::: RECORDS TO USE :::

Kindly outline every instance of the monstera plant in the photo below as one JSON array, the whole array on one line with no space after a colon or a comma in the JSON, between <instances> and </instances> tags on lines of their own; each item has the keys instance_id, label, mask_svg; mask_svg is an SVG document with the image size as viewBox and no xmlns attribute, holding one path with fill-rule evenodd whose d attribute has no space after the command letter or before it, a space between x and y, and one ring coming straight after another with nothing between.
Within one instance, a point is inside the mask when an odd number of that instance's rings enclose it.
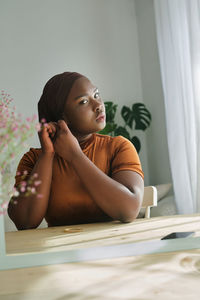
<instances>
[{"instance_id":1,"label":"monstera plant","mask_svg":"<svg viewBox=\"0 0 200 300\"><path fill-rule=\"evenodd\" d=\"M118 105L112 101L104 102L104 104L106 107L106 127L100 133L124 136L133 143L139 153L141 142L137 136L132 136L132 132L133 129L144 131L150 126L151 114L144 103L134 103L131 108L125 105L122 107L120 114L124 121L123 126L119 126L115 121Z\"/></svg>"}]
</instances>

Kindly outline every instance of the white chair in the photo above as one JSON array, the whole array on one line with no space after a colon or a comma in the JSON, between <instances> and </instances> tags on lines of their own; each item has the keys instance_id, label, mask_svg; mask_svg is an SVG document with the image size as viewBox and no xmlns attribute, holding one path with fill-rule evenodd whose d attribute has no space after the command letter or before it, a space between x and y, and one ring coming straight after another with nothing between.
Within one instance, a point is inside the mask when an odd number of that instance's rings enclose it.
<instances>
[{"instance_id":1,"label":"white chair","mask_svg":"<svg viewBox=\"0 0 200 300\"><path fill-rule=\"evenodd\" d=\"M150 208L157 206L157 189L155 186L144 187L142 208L145 208L145 218L150 218Z\"/></svg>"}]
</instances>

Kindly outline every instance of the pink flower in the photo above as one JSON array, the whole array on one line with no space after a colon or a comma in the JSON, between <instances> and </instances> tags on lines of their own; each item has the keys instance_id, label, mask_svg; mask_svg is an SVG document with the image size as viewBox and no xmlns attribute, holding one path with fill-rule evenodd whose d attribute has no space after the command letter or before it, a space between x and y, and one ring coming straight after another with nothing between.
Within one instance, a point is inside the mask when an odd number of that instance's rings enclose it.
<instances>
[{"instance_id":1,"label":"pink flower","mask_svg":"<svg viewBox=\"0 0 200 300\"><path fill-rule=\"evenodd\" d=\"M41 130L41 124L36 124L36 130L39 132Z\"/></svg>"},{"instance_id":2,"label":"pink flower","mask_svg":"<svg viewBox=\"0 0 200 300\"><path fill-rule=\"evenodd\" d=\"M26 188L24 186L20 187L20 191L23 193L25 192Z\"/></svg>"},{"instance_id":3,"label":"pink flower","mask_svg":"<svg viewBox=\"0 0 200 300\"><path fill-rule=\"evenodd\" d=\"M13 196L14 197L18 197L19 196L19 192L17 190L15 190L14 193L13 193Z\"/></svg>"},{"instance_id":4,"label":"pink flower","mask_svg":"<svg viewBox=\"0 0 200 300\"><path fill-rule=\"evenodd\" d=\"M41 180L36 180L36 181L34 182L34 185L35 185L35 186L38 186L38 185L40 185L40 183L41 183Z\"/></svg>"},{"instance_id":5,"label":"pink flower","mask_svg":"<svg viewBox=\"0 0 200 300\"><path fill-rule=\"evenodd\" d=\"M1 208L7 209L7 207L8 207L8 202L1 203Z\"/></svg>"},{"instance_id":6,"label":"pink flower","mask_svg":"<svg viewBox=\"0 0 200 300\"><path fill-rule=\"evenodd\" d=\"M35 188L34 188L34 187L32 187L32 188L31 188L31 193L33 193L33 194L34 194L35 192L36 192Z\"/></svg>"}]
</instances>

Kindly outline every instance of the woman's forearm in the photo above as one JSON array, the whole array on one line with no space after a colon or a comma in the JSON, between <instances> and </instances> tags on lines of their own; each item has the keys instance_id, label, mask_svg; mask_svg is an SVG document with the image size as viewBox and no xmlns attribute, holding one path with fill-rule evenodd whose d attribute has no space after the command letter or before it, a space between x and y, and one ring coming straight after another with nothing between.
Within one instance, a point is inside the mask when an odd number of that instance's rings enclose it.
<instances>
[{"instance_id":1,"label":"woman's forearm","mask_svg":"<svg viewBox=\"0 0 200 300\"><path fill-rule=\"evenodd\" d=\"M104 174L83 153L72 164L91 197L105 213L122 222L137 217L141 197L135 191Z\"/></svg>"},{"instance_id":2,"label":"woman's forearm","mask_svg":"<svg viewBox=\"0 0 200 300\"><path fill-rule=\"evenodd\" d=\"M144 182L136 172L119 171L110 178L82 152L66 122L58 121L54 143L58 155L72 165L96 204L113 219L134 220L142 203Z\"/></svg>"},{"instance_id":3,"label":"woman's forearm","mask_svg":"<svg viewBox=\"0 0 200 300\"><path fill-rule=\"evenodd\" d=\"M31 175L37 173L37 180L41 181L36 187L36 194L23 196L23 193L20 193L9 203L8 214L18 229L36 228L45 216L52 180L53 158L54 153L42 153L32 170Z\"/></svg>"}]
</instances>

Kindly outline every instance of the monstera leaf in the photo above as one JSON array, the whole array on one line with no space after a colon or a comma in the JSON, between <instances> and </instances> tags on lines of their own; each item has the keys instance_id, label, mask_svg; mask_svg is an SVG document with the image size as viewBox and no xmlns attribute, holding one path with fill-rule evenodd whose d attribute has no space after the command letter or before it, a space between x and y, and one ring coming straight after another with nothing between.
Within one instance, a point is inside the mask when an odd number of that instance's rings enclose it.
<instances>
[{"instance_id":1,"label":"monstera leaf","mask_svg":"<svg viewBox=\"0 0 200 300\"><path fill-rule=\"evenodd\" d=\"M131 140L131 137L130 137L130 134L129 132L126 130L126 128L122 127L122 126L119 126L115 129L115 132L114 132L114 135L117 136L117 135L122 135L124 136L125 138L127 138L128 140Z\"/></svg>"},{"instance_id":2,"label":"monstera leaf","mask_svg":"<svg viewBox=\"0 0 200 300\"><path fill-rule=\"evenodd\" d=\"M151 114L143 103L134 103L132 109L123 106L121 116L131 129L133 122L135 122L135 129L141 130L145 130L151 123Z\"/></svg>"},{"instance_id":3,"label":"monstera leaf","mask_svg":"<svg viewBox=\"0 0 200 300\"><path fill-rule=\"evenodd\" d=\"M123 106L121 110L121 116L125 122L124 126L118 126L115 121L115 115L117 111L117 104L111 101L104 103L106 108L106 127L99 133L108 134L111 136L122 135L133 143L137 152L141 149L141 143L137 136L131 137L127 126L133 128L135 123L135 129L145 130L150 126L151 114L143 103L134 103L131 109L127 106Z\"/></svg>"},{"instance_id":4,"label":"monstera leaf","mask_svg":"<svg viewBox=\"0 0 200 300\"><path fill-rule=\"evenodd\" d=\"M138 137L137 136L133 136L131 138L131 142L133 143L133 145L135 146L137 152L139 153L140 149L141 149L141 143L140 143L140 140L138 139Z\"/></svg>"},{"instance_id":5,"label":"monstera leaf","mask_svg":"<svg viewBox=\"0 0 200 300\"><path fill-rule=\"evenodd\" d=\"M132 138L130 137L129 132L126 130L126 128L119 126L115 129L114 135L122 135L125 138L127 138L129 141L131 141L131 143L135 146L137 152L140 152L141 149L141 143L140 140L137 136L133 136Z\"/></svg>"}]
</instances>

:::

● **ACTIVITY**: Excluding the pictures, output every entry above without alteration.

● **SOLUTION**:
Kindly outline every instance of the monstera plant in the photo below as one JSON array, the whole array on one line with no space after a colon or a comma in the JSON, between <instances> and </instances> tags on lines of their own; each item has the keys instance_id, label, mask_svg; mask_svg is an SVG document with the image size as viewBox and no xmlns attribute, holding one path with fill-rule evenodd whose d attribute has no space after the command letter or before it, a space between x and y, and one ring coming straight after another with nothing between.
Within one instance, a point is inside the mask when an odd number of that instance's rings enclose it.
<instances>
[{"instance_id":1,"label":"monstera plant","mask_svg":"<svg viewBox=\"0 0 200 300\"><path fill-rule=\"evenodd\" d=\"M118 105L112 101L104 102L104 104L106 107L106 127L100 133L124 136L133 143L139 153L141 142L137 136L132 136L132 132L133 129L144 131L150 126L151 114L144 103L134 103L131 108L125 105L122 107L120 114L124 121L123 126L119 126L115 121Z\"/></svg>"}]
</instances>

Kindly outline every instance of the white chair in the photo above as one JSON array, the whole array on one line with no space after a colon or a comma in the JSON, between <instances> and </instances> tags on lines of their own; each item has the keys instance_id, label, mask_svg; mask_svg is an SVG document with the image size as viewBox and no xmlns attribute, holding one path with fill-rule evenodd whose d attribute has no space after the command letter or before it, a space between x and y, and one ring coming straight after another with nothing between.
Within one instance, a point is inside the mask when an odd number of that instance's rings enclose it.
<instances>
[{"instance_id":1,"label":"white chair","mask_svg":"<svg viewBox=\"0 0 200 300\"><path fill-rule=\"evenodd\" d=\"M150 208L157 206L157 189L155 186L144 187L142 208L145 208L145 218L150 218Z\"/></svg>"}]
</instances>

Kindly outline every instance of the pink flower in the photo above as one JSON array, the whole array on one line with no space after a colon or a comma in the JSON, between <instances> and </instances> tags on lines of their own; each item has the keys instance_id, label, mask_svg; mask_svg is an SVG document with the image size as viewBox and no xmlns attribute, holding one path with fill-rule evenodd whose d attribute has no space after the command letter or before it, a space between x and y, and one ring coming straight after another with nothing between.
Within one instance, a point is inside the mask when an odd number of that instance's rings enclose it.
<instances>
[{"instance_id":1,"label":"pink flower","mask_svg":"<svg viewBox=\"0 0 200 300\"><path fill-rule=\"evenodd\" d=\"M41 130L41 124L36 124L36 130L39 132Z\"/></svg>"},{"instance_id":2,"label":"pink flower","mask_svg":"<svg viewBox=\"0 0 200 300\"><path fill-rule=\"evenodd\" d=\"M26 188L24 186L20 187L20 191L23 193L25 192Z\"/></svg>"},{"instance_id":3,"label":"pink flower","mask_svg":"<svg viewBox=\"0 0 200 300\"><path fill-rule=\"evenodd\" d=\"M13 196L14 197L18 197L19 196L19 192L17 190L15 190L14 193L13 193Z\"/></svg>"},{"instance_id":4,"label":"pink flower","mask_svg":"<svg viewBox=\"0 0 200 300\"><path fill-rule=\"evenodd\" d=\"M41 180L36 180L36 181L34 182L34 185L35 185L35 186L38 186L38 185L40 185L40 183L41 183Z\"/></svg>"},{"instance_id":5,"label":"pink flower","mask_svg":"<svg viewBox=\"0 0 200 300\"><path fill-rule=\"evenodd\" d=\"M1 208L7 209L7 207L8 207L8 202L1 203Z\"/></svg>"},{"instance_id":6,"label":"pink flower","mask_svg":"<svg viewBox=\"0 0 200 300\"><path fill-rule=\"evenodd\" d=\"M35 188L34 188L34 187L32 187L32 188L31 188L31 193L33 193L33 194L34 194L35 192L36 192Z\"/></svg>"}]
</instances>

Kindly outline every instance of the woman's forearm in the photo above as one JSON array, the whole array on one line with no space after a colon or a comma in the JSON, between <instances> and </instances> tags on lines of their own; each item has the keys instance_id, label, mask_svg; mask_svg is an SVG document with the image size as viewBox and no xmlns attribute, holding one path with fill-rule evenodd whose d attribute has no space after the command letter or before it, a space between x and y, and one ring coming straight after another with nothing between.
Within one instance, a point is inside the mask when an odd number of that instance's rings enclose it.
<instances>
[{"instance_id":1,"label":"woman's forearm","mask_svg":"<svg viewBox=\"0 0 200 300\"><path fill-rule=\"evenodd\" d=\"M104 174L83 153L72 164L91 197L105 213L122 222L137 217L141 197L135 191Z\"/></svg>"},{"instance_id":2,"label":"woman's forearm","mask_svg":"<svg viewBox=\"0 0 200 300\"><path fill-rule=\"evenodd\" d=\"M144 182L136 172L119 171L110 178L82 152L66 122L58 121L54 143L58 155L72 165L96 204L113 219L134 220L142 203Z\"/></svg>"},{"instance_id":3,"label":"woman's forearm","mask_svg":"<svg viewBox=\"0 0 200 300\"><path fill-rule=\"evenodd\" d=\"M31 175L37 173L37 180L41 181L36 187L36 194L23 196L23 193L20 193L9 203L8 214L18 229L36 228L45 216L52 180L53 158L54 153L42 153L32 170Z\"/></svg>"}]
</instances>

Kindly outline every instance of the monstera leaf in the photo above as one JSON array, the whole array on one line with no space after a colon or a comma in the JSON, between <instances> and </instances> tags on lines of their own; each item has the keys instance_id, label, mask_svg; mask_svg is an SVG document with the image size as viewBox and no xmlns attribute, holding one path with fill-rule evenodd whose d attribute has no space after the command letter or before it, a space between x and y, and one ring coming straight after another with nothing between.
Within one instance, a point is inside the mask when an odd number of that instance's rings enclose it.
<instances>
[{"instance_id":1,"label":"monstera leaf","mask_svg":"<svg viewBox=\"0 0 200 300\"><path fill-rule=\"evenodd\" d=\"M131 140L131 137L130 137L130 134L129 132L126 130L126 128L122 127L122 126L119 126L115 129L115 132L114 132L114 135L117 136L117 135L122 135L124 136L125 138L127 138L128 140Z\"/></svg>"},{"instance_id":2,"label":"monstera leaf","mask_svg":"<svg viewBox=\"0 0 200 300\"><path fill-rule=\"evenodd\" d=\"M151 114L143 103L134 103L132 109L123 106L121 116L131 129L133 122L135 122L135 129L141 130L145 130L151 123Z\"/></svg>"},{"instance_id":3,"label":"monstera leaf","mask_svg":"<svg viewBox=\"0 0 200 300\"><path fill-rule=\"evenodd\" d=\"M123 106L121 110L121 116L125 122L124 126L118 126L115 121L115 115L117 111L117 104L111 101L104 103L106 108L106 127L99 133L108 134L111 136L122 135L133 143L137 152L141 149L141 143L137 136L131 137L127 126L133 128L135 123L135 129L145 130L150 126L151 114L143 103L134 103L131 109L127 106Z\"/></svg>"},{"instance_id":4,"label":"monstera leaf","mask_svg":"<svg viewBox=\"0 0 200 300\"><path fill-rule=\"evenodd\" d=\"M138 137L137 136L133 136L131 138L131 142L133 143L133 145L135 146L137 152L139 153L140 149L141 149L141 143L140 143L140 140L138 139Z\"/></svg>"},{"instance_id":5,"label":"monstera leaf","mask_svg":"<svg viewBox=\"0 0 200 300\"><path fill-rule=\"evenodd\" d=\"M132 138L130 137L129 132L126 130L126 128L119 126L115 129L114 135L122 135L125 138L127 138L129 141L131 141L131 143L135 146L137 152L140 152L141 149L141 143L140 140L137 136L133 136Z\"/></svg>"}]
</instances>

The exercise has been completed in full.